• PASSAGE SHOWN

»»

# Fire down below.



## rickzek (Aug 28, 2005)

1st June 1973 Anco Soverign 0600 hrs alarm bells ring.Nothing to worry 
about its boat drill.Crew musters and all hell is let loose.The ship is on fire. 
Those of us who have had been through this before wait for instructions.
There seems to be some confusion on the bridge.The fire is in the engine room
which is sealed on a time lock. Noone knows how too bypass the timer.
Port and starboard fire crews at the well practised drills await entry into the enigine room.We wait and wait for the locks to open.Co in front with his north star torch ready to charge into the engine room. Fire crew get ready 
load scream smoke teriffic heat close door very quiclkly. The Co some what singed minus his torch tells the bridge to turn on the CO2 .The bridge asks for arepeat of the message ,the Co then says 'I MEAN WHAT DO WE DO' we can not gain access to the engine room.CO2 would have killed every body in the accomadation good call by the bridge.
Remuster on boat deck. Lower boats send distress call. Now with have a problem , how do we get in the engine room. All none essential crew to stand
bye to leave vessel.Fire crew muster on the stern the donkeyman has an 
idea go in through the lazeret and along the prop shaft. First team goes in finds the fire and attack it air runs low so team 2 goes in myself and another AB paddy with instruction not to spray the generator as it was white hot. Never tell a paddy not to do some thing because he will just for the hell of it.

It is the starboard genei spray with hose and damp down. Some one else is behind us putting out the electric fires that started in the cables.

««

Collected data entries
»»

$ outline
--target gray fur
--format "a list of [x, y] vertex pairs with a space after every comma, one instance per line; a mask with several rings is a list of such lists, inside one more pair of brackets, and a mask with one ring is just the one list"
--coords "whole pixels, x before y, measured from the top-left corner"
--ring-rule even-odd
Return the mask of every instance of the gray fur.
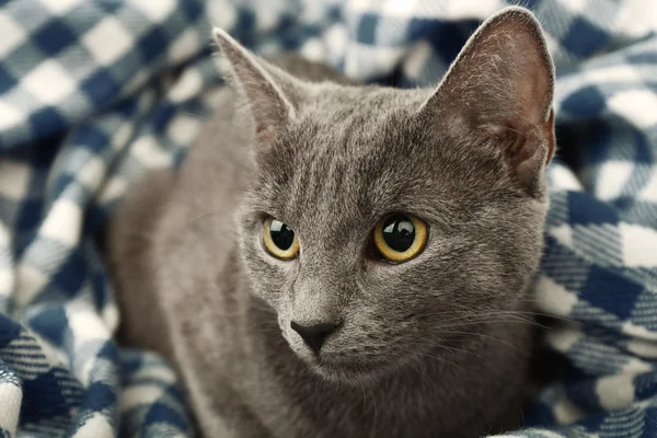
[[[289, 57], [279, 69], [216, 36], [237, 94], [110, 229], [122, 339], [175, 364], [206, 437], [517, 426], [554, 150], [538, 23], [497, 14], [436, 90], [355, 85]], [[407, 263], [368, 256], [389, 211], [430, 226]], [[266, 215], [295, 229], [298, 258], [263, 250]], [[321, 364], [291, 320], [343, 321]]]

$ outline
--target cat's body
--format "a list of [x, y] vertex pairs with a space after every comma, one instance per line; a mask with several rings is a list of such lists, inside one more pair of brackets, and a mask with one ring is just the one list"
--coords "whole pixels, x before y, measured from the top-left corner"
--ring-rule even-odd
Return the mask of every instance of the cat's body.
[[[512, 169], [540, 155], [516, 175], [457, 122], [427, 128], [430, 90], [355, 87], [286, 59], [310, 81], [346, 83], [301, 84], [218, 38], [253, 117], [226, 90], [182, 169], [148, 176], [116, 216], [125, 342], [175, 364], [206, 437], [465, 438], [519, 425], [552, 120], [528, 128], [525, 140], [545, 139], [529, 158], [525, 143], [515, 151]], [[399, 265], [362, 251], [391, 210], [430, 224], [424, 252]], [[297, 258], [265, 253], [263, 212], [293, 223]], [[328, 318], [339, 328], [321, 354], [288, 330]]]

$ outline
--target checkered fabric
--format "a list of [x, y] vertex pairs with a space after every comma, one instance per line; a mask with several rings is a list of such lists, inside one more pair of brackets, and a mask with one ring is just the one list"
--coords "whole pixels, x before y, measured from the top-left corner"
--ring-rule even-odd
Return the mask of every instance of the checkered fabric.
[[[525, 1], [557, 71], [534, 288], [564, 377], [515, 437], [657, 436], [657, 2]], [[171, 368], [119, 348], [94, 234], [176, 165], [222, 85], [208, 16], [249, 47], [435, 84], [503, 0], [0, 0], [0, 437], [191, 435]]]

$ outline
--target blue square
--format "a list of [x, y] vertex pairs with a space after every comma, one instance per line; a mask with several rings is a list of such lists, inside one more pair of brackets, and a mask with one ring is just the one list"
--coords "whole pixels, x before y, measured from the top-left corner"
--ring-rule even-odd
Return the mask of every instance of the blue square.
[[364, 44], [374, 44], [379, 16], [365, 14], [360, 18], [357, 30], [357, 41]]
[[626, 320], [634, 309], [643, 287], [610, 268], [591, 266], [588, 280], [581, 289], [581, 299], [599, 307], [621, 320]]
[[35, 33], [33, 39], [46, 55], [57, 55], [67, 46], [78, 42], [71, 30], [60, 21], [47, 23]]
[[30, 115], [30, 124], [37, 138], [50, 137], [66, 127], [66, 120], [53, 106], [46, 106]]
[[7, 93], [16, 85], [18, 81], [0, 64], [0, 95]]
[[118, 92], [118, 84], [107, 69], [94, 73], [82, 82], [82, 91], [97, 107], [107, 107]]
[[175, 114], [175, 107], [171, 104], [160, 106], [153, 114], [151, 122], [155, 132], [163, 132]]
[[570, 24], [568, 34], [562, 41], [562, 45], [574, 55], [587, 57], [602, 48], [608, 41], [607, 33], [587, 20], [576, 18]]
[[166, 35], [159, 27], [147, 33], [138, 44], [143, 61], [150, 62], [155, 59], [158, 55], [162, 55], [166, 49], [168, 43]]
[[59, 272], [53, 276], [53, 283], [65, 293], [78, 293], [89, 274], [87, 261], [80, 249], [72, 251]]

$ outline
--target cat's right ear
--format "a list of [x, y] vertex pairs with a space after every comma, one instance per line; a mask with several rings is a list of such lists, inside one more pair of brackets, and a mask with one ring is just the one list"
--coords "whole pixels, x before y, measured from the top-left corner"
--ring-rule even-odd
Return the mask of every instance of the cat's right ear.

««

• SET OF TASKS
a – According to the ship fire post, by what route did the fire crew get into the engine room?
b – Write the next part of the ship fire post, picking up after its final sentence.

• EXERCISE RESPONSES
a – Through the lazeret and along the prop shaft, as the donkeyman suggested.

b –
All ended well just a damaged engine room. But no questions got asked about
the near miss with the CO2 plus some other strange things happened on that
vessel but thats another story..
I think it made Anco think about the sealed engine room and change the way fires got tackled. That torch was found melted into the grid just inside the engine room door.
would it have done to the Co.


----------



## Nick Balls (Apr 5, 2008)

Great Stuff rickzek ! Anyone who has first hand experience of an ER Fire knows just how scary and difficult the situation is. Take heed first trippers and 
never underestimate the importance of drills. Never under estimate the speed of destruction nor the difficulty of undertaking fire fighting with the limited resources you have available.


----------



## hamishb (Oct 23, 2008)

Hi rikzek,
This brings back memories of a fire on the BPTC British Might, time would be late 1960 or early 1961, Sorry cannot be precise, here goes as I remember it.
We were steaming along in a warm part of the ocean possibly Indian, one Saturday evening, I remember that because we had boat drill that day
The off duty mates and engs, were having a beer in the 2nd mates cabin,we had a ration of one case for 7 days. The 2nd mate was a rather large gent and was known as the Duke of Thames Dittion, a real gent.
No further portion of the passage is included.